--- SOURCE DOCUMENT ---

24 murder charges for Batman killer
A former neuroscience graduate sat silently in a packed court as a judge told him about the charges filed against him, including murder and attempted murder, in one of the deadliest mass shootings in recent US history.
James Holmes, 24, appeared just as dazed yesterday as he did in his first court hearing after the Colorado cinema attack that left 12 people dead and 58 others injured.
After the charges were read, prosecutors and defence lawyers sparred over whether a notebook that, according to news reports, Holmes sent to his psychiatrist and had descriptions of the attack was privileged information.
It is an argument that foreshadows one of the case's most fundamental issues: Does Holmes have a mental illness and, if so, what role did it play in the massacre?
Sam Kamin, a law professor at the University of Denver, said there was "pronounced" evidence that the attack was premeditated, which would seem to make an insanity defence difficult. "But," he added, "the things that we don't know are what this case is going to hinge on, and that's his mental state."
In all, prosecutors charged Holmes with 142 counts over the shooting rampage at a midnight showing of the new Batman film, The Dark Knight Rises.
Holmes faces two first-degree murder charges for each of the 12 people killed and two attempted first-degree murder charges for every one of the 58 injured in the July 20 shooting in Aurora.
The maximum penalty for a first-degree murder conviction is death. The multiple charges expand the opportunities for prosecutors to obtain convictions.
"It's a much easier way for the prosecution to obtain a conviction," said Denver defence lawyer Peter Hedeen. "They throw as many (charges) up as they can. If you think you can prove it three different ways, you charge it three different ways."

--- DATASET EXCERPTS ---

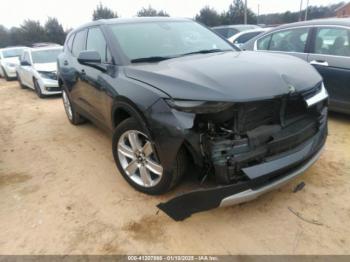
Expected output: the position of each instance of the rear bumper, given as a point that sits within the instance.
(10, 71)
(49, 87)
(262, 178)
(252, 194)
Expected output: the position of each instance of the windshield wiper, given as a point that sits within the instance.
(150, 59)
(206, 51)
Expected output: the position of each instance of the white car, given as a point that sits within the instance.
(38, 70)
(241, 38)
(9, 60)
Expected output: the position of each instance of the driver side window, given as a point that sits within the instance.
(96, 42)
(293, 40)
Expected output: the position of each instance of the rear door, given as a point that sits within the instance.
(77, 72)
(291, 41)
(96, 80)
(330, 55)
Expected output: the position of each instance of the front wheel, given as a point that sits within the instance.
(138, 163)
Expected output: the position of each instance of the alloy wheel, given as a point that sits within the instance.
(137, 158)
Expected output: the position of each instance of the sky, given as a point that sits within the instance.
(72, 13)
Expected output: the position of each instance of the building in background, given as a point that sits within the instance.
(343, 11)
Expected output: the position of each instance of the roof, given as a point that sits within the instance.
(234, 26)
(341, 7)
(13, 47)
(327, 21)
(132, 20)
(43, 48)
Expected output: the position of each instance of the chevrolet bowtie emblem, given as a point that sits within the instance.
(291, 89)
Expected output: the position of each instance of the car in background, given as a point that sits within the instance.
(228, 31)
(323, 43)
(174, 93)
(241, 38)
(9, 60)
(38, 70)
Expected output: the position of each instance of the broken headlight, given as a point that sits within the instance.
(198, 107)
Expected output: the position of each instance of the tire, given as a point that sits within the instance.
(73, 116)
(38, 89)
(20, 82)
(158, 184)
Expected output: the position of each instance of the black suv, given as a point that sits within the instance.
(173, 93)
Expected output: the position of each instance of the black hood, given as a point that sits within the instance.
(228, 76)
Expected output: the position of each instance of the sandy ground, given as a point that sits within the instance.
(60, 193)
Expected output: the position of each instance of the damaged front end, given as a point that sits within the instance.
(254, 147)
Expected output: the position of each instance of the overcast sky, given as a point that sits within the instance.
(72, 13)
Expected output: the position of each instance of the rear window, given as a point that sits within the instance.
(79, 43)
(246, 37)
(12, 53)
(70, 42)
(226, 32)
(45, 56)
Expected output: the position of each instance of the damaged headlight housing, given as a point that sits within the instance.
(9, 64)
(48, 75)
(198, 107)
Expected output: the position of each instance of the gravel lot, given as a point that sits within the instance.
(60, 193)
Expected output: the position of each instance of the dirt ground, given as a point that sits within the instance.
(60, 193)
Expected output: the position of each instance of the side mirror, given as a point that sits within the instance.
(25, 63)
(89, 58)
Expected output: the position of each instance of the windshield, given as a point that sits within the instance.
(45, 56)
(6, 53)
(166, 39)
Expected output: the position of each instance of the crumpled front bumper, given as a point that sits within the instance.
(264, 178)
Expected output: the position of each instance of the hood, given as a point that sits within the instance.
(228, 76)
(13, 60)
(46, 67)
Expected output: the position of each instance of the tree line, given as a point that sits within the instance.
(31, 31)
(235, 15)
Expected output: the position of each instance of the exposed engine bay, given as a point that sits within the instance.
(251, 133)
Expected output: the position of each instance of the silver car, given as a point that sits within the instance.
(9, 60)
(38, 70)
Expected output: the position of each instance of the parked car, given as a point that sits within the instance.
(228, 31)
(324, 44)
(38, 70)
(241, 38)
(173, 94)
(9, 59)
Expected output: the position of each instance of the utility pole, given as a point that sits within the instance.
(245, 12)
(306, 10)
(301, 9)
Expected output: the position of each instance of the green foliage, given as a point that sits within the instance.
(54, 31)
(151, 12)
(4, 37)
(235, 15)
(102, 12)
(208, 16)
(314, 12)
(31, 32)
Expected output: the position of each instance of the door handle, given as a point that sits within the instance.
(319, 62)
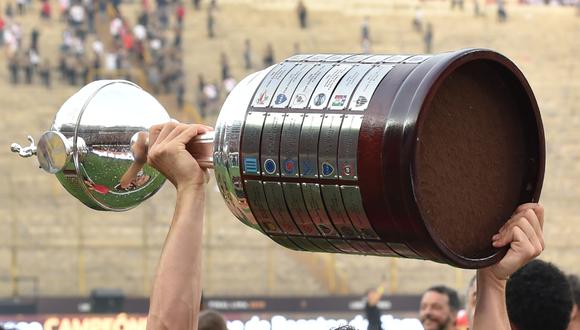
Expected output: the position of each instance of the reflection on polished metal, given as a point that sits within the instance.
(391, 155)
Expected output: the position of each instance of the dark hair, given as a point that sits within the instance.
(451, 294)
(211, 320)
(575, 286)
(538, 297)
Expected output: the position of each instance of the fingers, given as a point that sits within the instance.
(167, 128)
(529, 223)
(192, 130)
(537, 207)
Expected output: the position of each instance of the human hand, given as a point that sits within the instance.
(168, 154)
(524, 234)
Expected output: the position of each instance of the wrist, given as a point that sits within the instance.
(188, 187)
(487, 277)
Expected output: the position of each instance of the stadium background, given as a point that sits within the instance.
(51, 246)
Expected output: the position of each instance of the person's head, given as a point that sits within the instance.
(211, 320)
(470, 299)
(575, 286)
(439, 306)
(538, 296)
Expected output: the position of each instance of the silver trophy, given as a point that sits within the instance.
(331, 152)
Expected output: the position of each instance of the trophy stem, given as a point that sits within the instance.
(200, 147)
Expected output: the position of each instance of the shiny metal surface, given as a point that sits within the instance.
(54, 151)
(309, 145)
(227, 157)
(347, 166)
(328, 146)
(270, 144)
(88, 146)
(289, 149)
(24, 152)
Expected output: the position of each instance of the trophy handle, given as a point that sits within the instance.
(200, 147)
(24, 152)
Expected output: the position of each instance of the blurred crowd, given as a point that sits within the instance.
(99, 41)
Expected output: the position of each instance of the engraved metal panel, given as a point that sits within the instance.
(382, 248)
(306, 87)
(335, 207)
(286, 242)
(259, 206)
(403, 250)
(337, 57)
(298, 57)
(397, 58)
(266, 91)
(322, 93)
(376, 59)
(417, 59)
(343, 92)
(344, 246)
(328, 145)
(295, 202)
(318, 57)
(324, 244)
(362, 246)
(270, 145)
(354, 208)
(347, 166)
(290, 144)
(278, 208)
(251, 142)
(357, 58)
(288, 85)
(316, 209)
(308, 154)
(365, 90)
(306, 244)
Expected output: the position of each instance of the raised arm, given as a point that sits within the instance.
(176, 292)
(524, 234)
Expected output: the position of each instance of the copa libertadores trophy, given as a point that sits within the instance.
(421, 156)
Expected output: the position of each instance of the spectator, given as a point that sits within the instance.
(538, 297)
(269, 56)
(45, 74)
(21, 5)
(211, 320)
(210, 23)
(196, 5)
(229, 84)
(180, 14)
(470, 301)
(428, 39)
(372, 311)
(91, 12)
(418, 19)
(457, 3)
(9, 11)
(247, 54)
(225, 66)
(575, 286)
(439, 307)
(365, 36)
(14, 67)
(302, 14)
(180, 94)
(45, 10)
(501, 11)
(34, 39)
(2, 26)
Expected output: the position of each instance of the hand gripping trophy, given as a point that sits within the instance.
(390, 155)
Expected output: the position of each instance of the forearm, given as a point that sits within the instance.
(177, 288)
(491, 310)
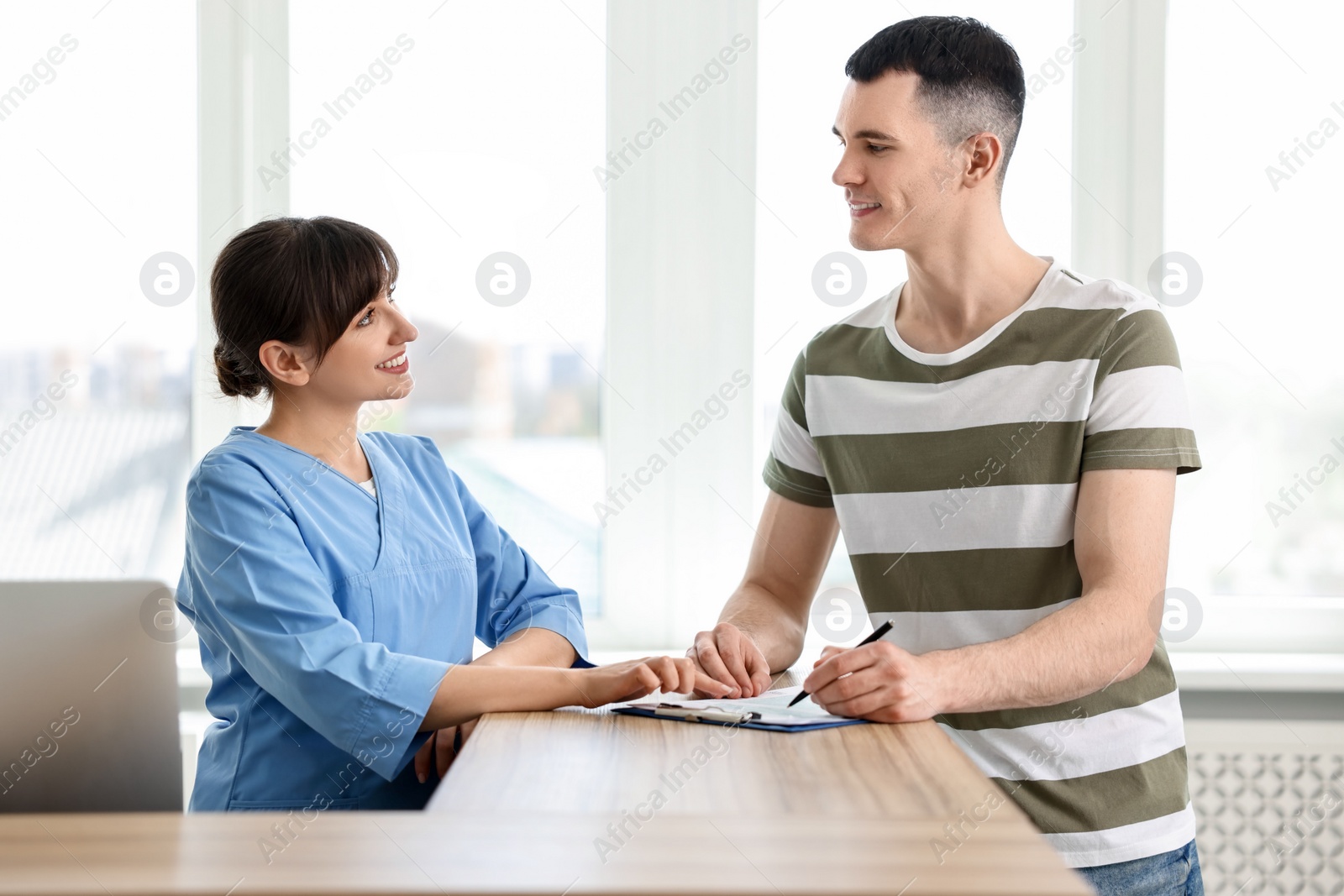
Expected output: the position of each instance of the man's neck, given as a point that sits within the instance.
(954, 295)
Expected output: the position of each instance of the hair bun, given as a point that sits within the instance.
(237, 376)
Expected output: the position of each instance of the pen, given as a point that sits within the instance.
(877, 633)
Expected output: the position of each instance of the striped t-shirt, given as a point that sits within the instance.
(954, 479)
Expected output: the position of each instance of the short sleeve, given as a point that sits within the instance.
(793, 469)
(514, 591)
(257, 591)
(1140, 416)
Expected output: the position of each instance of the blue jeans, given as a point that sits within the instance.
(1175, 873)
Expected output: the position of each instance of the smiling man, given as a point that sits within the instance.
(999, 439)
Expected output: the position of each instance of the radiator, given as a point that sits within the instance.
(1269, 799)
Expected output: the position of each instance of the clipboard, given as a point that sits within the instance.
(766, 712)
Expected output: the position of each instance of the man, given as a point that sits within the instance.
(999, 441)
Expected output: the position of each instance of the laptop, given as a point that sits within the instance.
(89, 696)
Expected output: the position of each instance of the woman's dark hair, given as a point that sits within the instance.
(971, 78)
(299, 280)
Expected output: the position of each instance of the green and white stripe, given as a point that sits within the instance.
(954, 479)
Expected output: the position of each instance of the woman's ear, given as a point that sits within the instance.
(286, 363)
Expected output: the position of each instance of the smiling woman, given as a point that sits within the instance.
(331, 614)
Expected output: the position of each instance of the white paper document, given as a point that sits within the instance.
(770, 708)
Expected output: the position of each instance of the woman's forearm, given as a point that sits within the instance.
(470, 689)
(531, 647)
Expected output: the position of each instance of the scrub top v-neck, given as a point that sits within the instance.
(328, 614)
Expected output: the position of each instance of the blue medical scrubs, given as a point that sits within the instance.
(328, 617)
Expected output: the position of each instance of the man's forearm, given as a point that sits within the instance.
(1074, 652)
(768, 622)
(531, 647)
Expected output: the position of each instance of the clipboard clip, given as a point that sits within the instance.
(705, 715)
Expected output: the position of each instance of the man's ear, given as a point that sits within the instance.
(286, 363)
(985, 152)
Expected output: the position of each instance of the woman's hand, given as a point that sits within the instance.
(635, 679)
(441, 750)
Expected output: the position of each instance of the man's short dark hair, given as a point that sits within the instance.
(971, 80)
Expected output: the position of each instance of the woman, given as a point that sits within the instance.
(336, 578)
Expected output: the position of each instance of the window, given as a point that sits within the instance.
(1258, 530)
(98, 123)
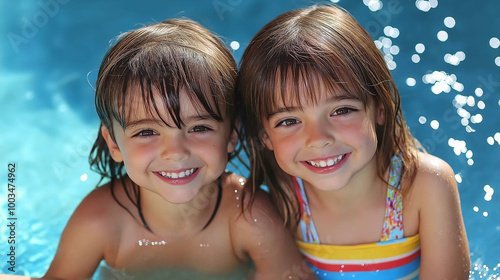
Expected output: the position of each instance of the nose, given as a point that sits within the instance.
(174, 148)
(318, 135)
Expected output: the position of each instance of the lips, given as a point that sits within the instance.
(326, 165)
(175, 175)
(326, 162)
(180, 177)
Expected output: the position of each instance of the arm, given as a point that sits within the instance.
(82, 242)
(444, 246)
(261, 233)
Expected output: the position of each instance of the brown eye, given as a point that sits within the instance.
(287, 122)
(342, 111)
(199, 128)
(146, 132)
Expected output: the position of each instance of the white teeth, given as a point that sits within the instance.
(173, 175)
(329, 162)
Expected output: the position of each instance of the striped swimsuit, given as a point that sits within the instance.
(393, 257)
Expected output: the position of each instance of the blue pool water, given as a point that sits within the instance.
(445, 58)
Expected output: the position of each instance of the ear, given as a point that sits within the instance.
(233, 138)
(114, 150)
(380, 114)
(233, 141)
(265, 139)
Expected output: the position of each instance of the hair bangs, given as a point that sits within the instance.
(157, 75)
(293, 83)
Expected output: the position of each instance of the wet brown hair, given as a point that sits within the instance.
(158, 62)
(325, 47)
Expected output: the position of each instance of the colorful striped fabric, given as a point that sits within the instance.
(395, 259)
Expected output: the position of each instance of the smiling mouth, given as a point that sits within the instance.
(178, 175)
(327, 162)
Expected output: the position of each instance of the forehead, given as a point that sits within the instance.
(306, 88)
(169, 108)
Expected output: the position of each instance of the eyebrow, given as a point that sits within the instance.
(335, 98)
(187, 119)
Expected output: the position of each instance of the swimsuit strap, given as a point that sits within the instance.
(393, 222)
(309, 233)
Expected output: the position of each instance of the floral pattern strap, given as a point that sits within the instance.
(393, 222)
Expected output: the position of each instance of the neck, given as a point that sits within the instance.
(361, 190)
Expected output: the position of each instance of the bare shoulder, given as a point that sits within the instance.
(257, 229)
(253, 206)
(434, 177)
(443, 239)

---

WHAT TO WORK ON:
1 – Rewrite the paragraph of the news report on the Holmes charges that begins "Holmes faces two first-degree murder charges" as a short list, keeping its main facts.
2 – In the news report on the Holmes charges, how many counts in total did prosecutors file against Holmes?
3 – Pick up the news report on the Holmes charges after its last paragraph and continue it.

LIST OF ANSWERS:
1 –
- Two first-degree murder charges for each of the 12 people killed
- Two attempted first-degree murder charges for each of the 58 people injured
- Shooting took place July 20 in Aurora

2 – 142 counts.

3 –
Unlike Holmes' first court appearance on July 23, yesterday's hearing was not televised. At the request of the defence, District Chief Judge William Sylvester barred video and still cameras from the courtroom, saying expanded coverage could interfere with Holmes' right to a fair trial.
A shackled Holmes did not react as the charges were read. At one point, his hair still dyed orange-red, he leaned over to speak to one of his lawyers and furrowed his brow. When the judge asked him if he agreed to postponing a hearing so his team could have time to prepare, he said softly: "Yeah."
Some court spectators wore Batman T-shirts. Several people clasped their hands and bowed their heads as if in prayer before the hearing. One victim who attended was in a wheelchair with bandages on her leg and arm.
For the murder charges, one count included murder with deliberation, the other murder with extreme indifference. Both counts carry a maximum death penalty upon conviction; the minimum is life without parole.
In addition, Holmes was charged with one count of possession of explosives and one count of a crime of violence. Authorities said Holmes booby-trapped his flat with the intent to kill any officers responding there the night of the attack.
A conviction under the crime of violence charge means that any sentence, including life terms, would have to be served consecutively, not concurrently, said Craig Silverman, a former chief deputy district attorney in Denver.
That ensures that if laws change in the future, the person convicted would still serve a lengthy sentence.
Analysts expect the case to be dominated by arguments over the defendant's sanity.
Under Colorado law, defendants are not legally liable for their acts if their minds are so "diseased" that they cannot distinguish between right and wrong. But the law warns that "care should be taken not to confuse such mental disease or defect with moral obliquity, mental depravity, or passion growing out of anger, revenge, hatred, or other motives, and kindred evil conditions".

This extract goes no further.